# Exercise objective:
Reproduce the lines below word for word.

— Start Supplied data —

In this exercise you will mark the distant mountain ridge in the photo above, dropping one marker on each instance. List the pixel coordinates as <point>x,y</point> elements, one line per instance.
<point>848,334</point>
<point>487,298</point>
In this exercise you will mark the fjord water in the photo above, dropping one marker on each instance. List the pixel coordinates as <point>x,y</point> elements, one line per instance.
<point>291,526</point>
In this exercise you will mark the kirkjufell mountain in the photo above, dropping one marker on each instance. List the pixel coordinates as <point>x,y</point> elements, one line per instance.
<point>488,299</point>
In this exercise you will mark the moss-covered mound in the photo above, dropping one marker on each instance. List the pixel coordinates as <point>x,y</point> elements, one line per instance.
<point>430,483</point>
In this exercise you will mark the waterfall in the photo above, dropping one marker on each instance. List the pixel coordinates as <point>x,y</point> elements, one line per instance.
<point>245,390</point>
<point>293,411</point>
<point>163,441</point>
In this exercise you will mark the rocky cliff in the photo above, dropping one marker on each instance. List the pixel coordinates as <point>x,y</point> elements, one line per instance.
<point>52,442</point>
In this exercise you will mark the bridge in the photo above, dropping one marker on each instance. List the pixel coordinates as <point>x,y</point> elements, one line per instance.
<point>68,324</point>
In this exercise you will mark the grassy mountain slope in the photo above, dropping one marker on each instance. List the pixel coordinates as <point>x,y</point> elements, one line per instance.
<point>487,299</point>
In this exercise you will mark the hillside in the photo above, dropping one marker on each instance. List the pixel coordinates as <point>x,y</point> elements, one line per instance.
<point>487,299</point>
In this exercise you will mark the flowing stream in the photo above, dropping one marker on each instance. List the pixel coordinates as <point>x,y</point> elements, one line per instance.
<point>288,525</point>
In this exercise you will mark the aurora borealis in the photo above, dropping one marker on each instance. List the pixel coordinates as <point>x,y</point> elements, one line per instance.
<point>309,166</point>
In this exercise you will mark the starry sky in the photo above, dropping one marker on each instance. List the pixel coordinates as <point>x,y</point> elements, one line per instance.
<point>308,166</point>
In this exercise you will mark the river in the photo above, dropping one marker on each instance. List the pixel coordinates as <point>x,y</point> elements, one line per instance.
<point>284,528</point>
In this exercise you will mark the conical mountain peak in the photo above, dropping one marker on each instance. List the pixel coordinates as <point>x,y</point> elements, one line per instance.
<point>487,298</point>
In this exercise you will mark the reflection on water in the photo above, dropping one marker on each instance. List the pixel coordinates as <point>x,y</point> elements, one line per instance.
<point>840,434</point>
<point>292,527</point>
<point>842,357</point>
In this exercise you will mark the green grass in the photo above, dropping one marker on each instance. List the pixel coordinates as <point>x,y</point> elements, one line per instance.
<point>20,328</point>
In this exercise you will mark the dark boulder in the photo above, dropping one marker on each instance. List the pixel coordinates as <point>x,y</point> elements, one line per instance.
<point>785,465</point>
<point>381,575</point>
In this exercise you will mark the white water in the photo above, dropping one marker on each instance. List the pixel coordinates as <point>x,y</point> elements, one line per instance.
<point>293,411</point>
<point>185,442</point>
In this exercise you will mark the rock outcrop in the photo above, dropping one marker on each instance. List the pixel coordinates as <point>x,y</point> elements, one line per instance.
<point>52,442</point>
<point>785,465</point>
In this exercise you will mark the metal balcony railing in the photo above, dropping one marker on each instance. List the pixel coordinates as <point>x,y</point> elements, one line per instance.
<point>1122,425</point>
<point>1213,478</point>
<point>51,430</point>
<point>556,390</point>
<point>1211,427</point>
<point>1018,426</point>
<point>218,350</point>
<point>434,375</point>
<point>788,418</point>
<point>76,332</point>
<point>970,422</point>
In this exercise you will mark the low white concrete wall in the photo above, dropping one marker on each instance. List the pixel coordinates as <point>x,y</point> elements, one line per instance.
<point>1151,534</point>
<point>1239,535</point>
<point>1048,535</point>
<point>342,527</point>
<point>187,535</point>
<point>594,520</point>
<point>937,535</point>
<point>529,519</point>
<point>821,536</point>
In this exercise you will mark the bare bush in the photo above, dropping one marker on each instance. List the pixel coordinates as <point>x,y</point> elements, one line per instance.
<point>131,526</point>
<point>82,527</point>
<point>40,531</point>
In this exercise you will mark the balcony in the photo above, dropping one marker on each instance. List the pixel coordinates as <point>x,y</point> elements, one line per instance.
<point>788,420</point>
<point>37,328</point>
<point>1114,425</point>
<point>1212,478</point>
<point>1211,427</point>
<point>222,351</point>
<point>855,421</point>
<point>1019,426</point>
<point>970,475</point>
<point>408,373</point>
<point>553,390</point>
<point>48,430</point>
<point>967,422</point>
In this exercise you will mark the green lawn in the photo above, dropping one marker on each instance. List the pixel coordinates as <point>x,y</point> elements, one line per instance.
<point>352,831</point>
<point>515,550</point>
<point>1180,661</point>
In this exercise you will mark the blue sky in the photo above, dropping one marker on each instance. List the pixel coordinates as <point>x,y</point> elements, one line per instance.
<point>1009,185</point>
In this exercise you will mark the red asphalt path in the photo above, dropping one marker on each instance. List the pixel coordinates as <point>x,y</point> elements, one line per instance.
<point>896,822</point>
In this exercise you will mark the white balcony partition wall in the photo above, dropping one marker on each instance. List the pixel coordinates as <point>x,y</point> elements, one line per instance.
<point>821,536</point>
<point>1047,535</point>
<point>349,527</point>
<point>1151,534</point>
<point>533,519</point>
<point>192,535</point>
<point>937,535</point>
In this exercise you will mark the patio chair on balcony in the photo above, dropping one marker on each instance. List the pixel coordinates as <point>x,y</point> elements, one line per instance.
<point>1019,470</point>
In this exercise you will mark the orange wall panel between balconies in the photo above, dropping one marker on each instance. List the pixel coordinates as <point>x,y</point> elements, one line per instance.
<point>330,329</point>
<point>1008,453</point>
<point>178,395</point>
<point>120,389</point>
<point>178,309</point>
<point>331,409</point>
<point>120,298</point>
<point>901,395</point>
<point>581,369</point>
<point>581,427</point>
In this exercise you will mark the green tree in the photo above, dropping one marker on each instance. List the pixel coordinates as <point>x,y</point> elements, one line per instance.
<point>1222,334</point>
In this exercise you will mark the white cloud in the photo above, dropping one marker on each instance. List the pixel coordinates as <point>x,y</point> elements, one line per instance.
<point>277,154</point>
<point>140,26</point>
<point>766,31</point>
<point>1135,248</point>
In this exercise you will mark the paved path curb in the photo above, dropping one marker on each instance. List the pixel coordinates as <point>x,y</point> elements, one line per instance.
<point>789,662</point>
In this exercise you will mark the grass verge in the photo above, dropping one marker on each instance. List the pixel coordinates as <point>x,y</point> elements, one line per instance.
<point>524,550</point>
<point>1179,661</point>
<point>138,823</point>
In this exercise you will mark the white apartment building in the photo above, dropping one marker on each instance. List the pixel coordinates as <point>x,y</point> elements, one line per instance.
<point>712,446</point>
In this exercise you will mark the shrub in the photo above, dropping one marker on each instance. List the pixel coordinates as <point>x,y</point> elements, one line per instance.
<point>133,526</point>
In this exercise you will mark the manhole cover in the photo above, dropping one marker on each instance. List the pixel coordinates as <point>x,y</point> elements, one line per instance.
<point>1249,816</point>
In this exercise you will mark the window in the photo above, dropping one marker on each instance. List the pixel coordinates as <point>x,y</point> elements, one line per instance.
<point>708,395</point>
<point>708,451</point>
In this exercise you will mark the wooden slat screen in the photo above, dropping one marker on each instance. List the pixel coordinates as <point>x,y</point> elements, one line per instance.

— End Supplied data —

# Exercise output:
In this exercise you will mark the distant mountain ridge in the photo above, dropping one marker on each instance. List the pixel coordinates as <point>x,y</point> elements, one line per instance.
<point>848,334</point>
<point>487,298</point>
In this exercise you will mark the fjord water in the photo above, dropping one marker on each instance. List the pixel coordinates as <point>x,y</point> elements, one line per instance.
<point>291,526</point>
In this exercise you will mark the kirkjufell mountain in the photo above, dropping one marker on each instance. List the pixel coordinates as <point>x,y</point> elements, one line per instance.
<point>488,299</point>
In this exercise you will mark the moss-covered mound in the photo above, dropping one marker on each instance. List the pixel coordinates as <point>x,y</point> elements, one line per instance.
<point>430,483</point>
In this exercise you will mark the waterfall in the photo above, dropping one marker on each instance. List the pixel coordinates as <point>x,y</point> elements, one line per instance.
<point>245,390</point>
<point>293,411</point>
<point>163,441</point>
In this exercise you will mark the rocky cliff in the photo above, dropping one marker on each instance. List the pixel coordinates as <point>x,y</point> elements, one line per instance.
<point>52,442</point>
In this exercise you will mark the bridge in the photo above, dropping one marker on each instance. List the pixel coordinates as <point>x,y</point> elements, one line per instance.
<point>68,324</point>
In this exercise you will mark the grassy mountain slope in the photo above, dropping one marker on each instance. List the pixel coordinates as <point>x,y</point> elements, one line per instance.
<point>487,299</point>
In this exercise you will mark the hillside in the photo above, dropping one marker on each instance. List the pixel coordinates as <point>x,y</point> elements, one line per instance.
<point>487,299</point>
In this exercise you will mark the flowing stream in the photo above, dropping one marker on each instance. List the pixel coordinates as <point>x,y</point> elements, one line per instance.
<point>288,525</point>
In this exercise you will mark the aurora borealis in the photo above, dropping one marker on each instance. List the pixel coordinates as <point>x,y</point> elements, one line per instance.
<point>309,166</point>
In this exercise you will mark the starry sky in the photo above, dropping one marker on each instance. List the pixel coordinates as <point>x,y</point> elements, one line per instance.
<point>308,166</point>
In this exercise you will mark the river in the photo above, dropping one marker on each instance. List the pixel coordinates as <point>x,y</point> elements, one line per instance.
<point>284,528</point>
In this exercise you will mark the conical mountain peak in the photo above, dropping one marker on each instance. List the pixel coordinates as <point>x,y</point> elements, one line per instance.
<point>487,298</point>
In this exercise you will mark the reflection on water in the photo above, dropping one marker on each instance. List the pixel coordinates as <point>x,y</point> elements, one line per instance.
<point>840,434</point>
<point>292,527</point>
<point>842,357</point>
In this exercise you will mark the green grass in the photo above, dropping one marker on each instance. List the pixel coordinates as <point>x,y</point> elements, one line per instance.
<point>20,328</point>
In this exercise you will mark the dark boulder in the photo above, dropping one marker on each instance. List the pixel coordinates as <point>x,y</point> elements, one line per instance.
<point>785,465</point>
<point>381,575</point>
In this exercise you will mark the white water in the photo above, dropping one marker on each instance. List the pixel coordinates as <point>x,y</point> elements, one line per instance.
<point>293,411</point>
<point>185,442</point>
In this exercise you will mark the rock outcrop in the photo above, dropping one marker on each instance. List the pixel coordinates as <point>x,y</point> elements, one line per instance.
<point>52,442</point>
<point>785,465</point>
In this exercise you will mark the metal balcony railing in the photo above, dropping one marker on each instance. List the pixel coordinates as <point>x,y</point> elements, one line per instance.
<point>1122,425</point>
<point>1213,478</point>
<point>51,430</point>
<point>556,390</point>
<point>1211,427</point>
<point>1018,426</point>
<point>218,350</point>
<point>434,375</point>
<point>788,418</point>
<point>76,332</point>
<point>970,422</point>
In this exercise you will mark the low white concrete wall in the photo above, dropping one marker on each instance. List the pixel coordinates as <point>x,y</point> elements, one line per instance.
<point>1151,534</point>
<point>1239,535</point>
<point>1048,535</point>
<point>342,527</point>
<point>187,535</point>
<point>594,520</point>
<point>937,535</point>
<point>529,519</point>
<point>821,536</point>
In this exercise you will mark the bare bush in the photo above, dropping one marker on each instance. List the pixel coordinates as <point>x,y</point> elements, one line per instance.
<point>131,526</point>
<point>82,527</point>
<point>40,531</point>
In this exercise you will mark the balcony in the photo above, dropping one marker on each instance. List the pixel coordinates as <point>x,y</point> elements, one line per instance.
<point>788,420</point>
<point>37,328</point>
<point>1114,425</point>
<point>1212,478</point>
<point>1211,427</point>
<point>222,351</point>
<point>855,421</point>
<point>1019,426</point>
<point>970,475</point>
<point>408,373</point>
<point>553,390</point>
<point>48,430</point>
<point>967,422</point>
In this exercise you will mark the green lawn in the photo above, dropping one marker on each instance. List the pixel coordinates as <point>x,y</point> elements, one line per instance.
<point>352,831</point>
<point>515,550</point>
<point>1180,661</point>
In this exercise you will mark the blue sky in the photo above, dropping one marker on each instance. List the pixel coordinates as <point>x,y</point> elements, one line per instance.
<point>1009,185</point>
In this exercise you will mark the red asphalt path in the photo above, dropping one marker on each instance. List the pixel coordinates as <point>x,y</point> elements, one line per instance.
<point>896,822</point>
In this exercise you will mark the white balcony partition wall in the photo above, dropping one marker on each instance. List the pixel coordinates as <point>x,y</point> elements, one line per instance.
<point>821,536</point>
<point>1047,535</point>
<point>349,527</point>
<point>1151,534</point>
<point>533,519</point>
<point>192,535</point>
<point>937,535</point>
In this exercise you will mark the patio chair on balcony in the photo above, dropping one marker on each instance. List the pixel coordinates as <point>x,y</point> elements, one line per instance.
<point>1019,470</point>
In this exercise you will mark the orange wall panel between balconies in the photo above, dropping one marker on each instance. List the pixel coordinates as <point>x,y</point> elements, one line per instance.
<point>330,329</point>
<point>1008,453</point>
<point>178,395</point>
<point>120,389</point>
<point>178,309</point>
<point>331,409</point>
<point>120,298</point>
<point>901,395</point>
<point>581,369</point>
<point>581,427</point>
In this exercise you will mark the green tree in the photo above, dropping one marker on each instance. List the pixel coordinates as <point>x,y</point> elements, one line per instance.
<point>1222,334</point>
In this exercise you will mark the white cloud in the photo above, dropping one marker on each instance. List the pixel coordinates as <point>x,y</point> elements, one line per instance.
<point>277,154</point>
<point>140,26</point>
<point>766,31</point>
<point>1135,248</point>
In this exercise you will mark the paved path curb in the photo above, dropping one marker on each instance. List the pixel coordinates as <point>x,y</point> elements, one line per instance.
<point>789,662</point>
In this exercise you will mark the grass verge in the photo above, dropping one marker on each instance. List the pixel coordinates as <point>x,y</point> elements, one line per instance.
<point>524,550</point>
<point>1179,661</point>
<point>138,823</point>
In this exercise you will mark the white apartment building in the photo above, dropping one marker on each instance. List the pixel coordinates as <point>x,y</point> elements, one line per instance.
<point>712,446</point>
In this exercise you will mark the shrub in the photo above, dropping one marker on each instance. List the pixel coordinates as <point>x,y</point> elements, one line per instance.
<point>133,526</point>
In this exercise you will mark the manhole cover in the photo above, dropping one marker on each instance. List the pixel coordinates as <point>x,y</point> elements, one line per instance.
<point>1249,816</point>
In this exercise you will mark the window in the photo above, dropping one marker on each instance. List the pixel coordinates as <point>x,y</point> elements, one line per instance.
<point>708,395</point>
<point>708,451</point>
In this exercise you will mark the wooden slat screen in the photo above, dropping one marker on each instance. List the pixel coordinates as <point>x,y</point> elements, one line per instance.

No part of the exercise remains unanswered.